What is needed:
Taking the line containing "Pick out the dry" as the first and the last line of the entries as the end, reproduce every line between them exactly, including both.

'''

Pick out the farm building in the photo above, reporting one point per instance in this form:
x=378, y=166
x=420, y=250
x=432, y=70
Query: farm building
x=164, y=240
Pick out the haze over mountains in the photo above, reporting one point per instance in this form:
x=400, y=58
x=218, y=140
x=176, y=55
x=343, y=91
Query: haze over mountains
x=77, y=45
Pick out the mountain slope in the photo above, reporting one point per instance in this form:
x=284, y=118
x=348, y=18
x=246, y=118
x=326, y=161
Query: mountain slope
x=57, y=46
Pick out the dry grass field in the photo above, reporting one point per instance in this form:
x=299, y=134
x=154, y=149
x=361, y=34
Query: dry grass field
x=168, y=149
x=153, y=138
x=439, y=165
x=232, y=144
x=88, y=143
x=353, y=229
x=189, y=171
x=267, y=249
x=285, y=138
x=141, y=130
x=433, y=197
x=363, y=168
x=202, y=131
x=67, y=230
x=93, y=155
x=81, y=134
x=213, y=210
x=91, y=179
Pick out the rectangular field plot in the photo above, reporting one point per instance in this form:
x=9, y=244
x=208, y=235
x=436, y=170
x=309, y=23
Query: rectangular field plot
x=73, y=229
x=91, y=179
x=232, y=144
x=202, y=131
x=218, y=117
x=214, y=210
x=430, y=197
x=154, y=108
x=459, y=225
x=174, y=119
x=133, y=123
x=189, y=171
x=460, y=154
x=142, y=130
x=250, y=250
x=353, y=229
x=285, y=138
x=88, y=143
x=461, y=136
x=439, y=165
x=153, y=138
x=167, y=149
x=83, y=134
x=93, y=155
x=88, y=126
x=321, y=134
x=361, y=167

'''

Response for this exercise:
Pick out the dry grass field in the photo above, reporting one point per instance in this form:
x=299, y=134
x=154, y=149
x=361, y=34
Query: dry grass field
x=168, y=149
x=153, y=138
x=439, y=165
x=232, y=144
x=88, y=143
x=353, y=229
x=189, y=171
x=267, y=249
x=285, y=138
x=141, y=130
x=433, y=197
x=363, y=168
x=202, y=131
x=67, y=230
x=93, y=155
x=81, y=134
x=213, y=210
x=91, y=179
Pick out the rectangular field plot in the photo above, reporting one point per instance in this form:
x=9, y=244
x=208, y=235
x=436, y=170
x=309, y=23
Query: rectangular field plot
x=73, y=229
x=91, y=179
x=232, y=144
x=202, y=131
x=218, y=117
x=214, y=210
x=430, y=197
x=154, y=108
x=459, y=225
x=174, y=119
x=133, y=123
x=189, y=171
x=460, y=154
x=142, y=130
x=250, y=250
x=353, y=229
x=285, y=138
x=88, y=143
x=461, y=136
x=439, y=165
x=153, y=138
x=167, y=149
x=83, y=134
x=93, y=155
x=88, y=126
x=321, y=134
x=361, y=167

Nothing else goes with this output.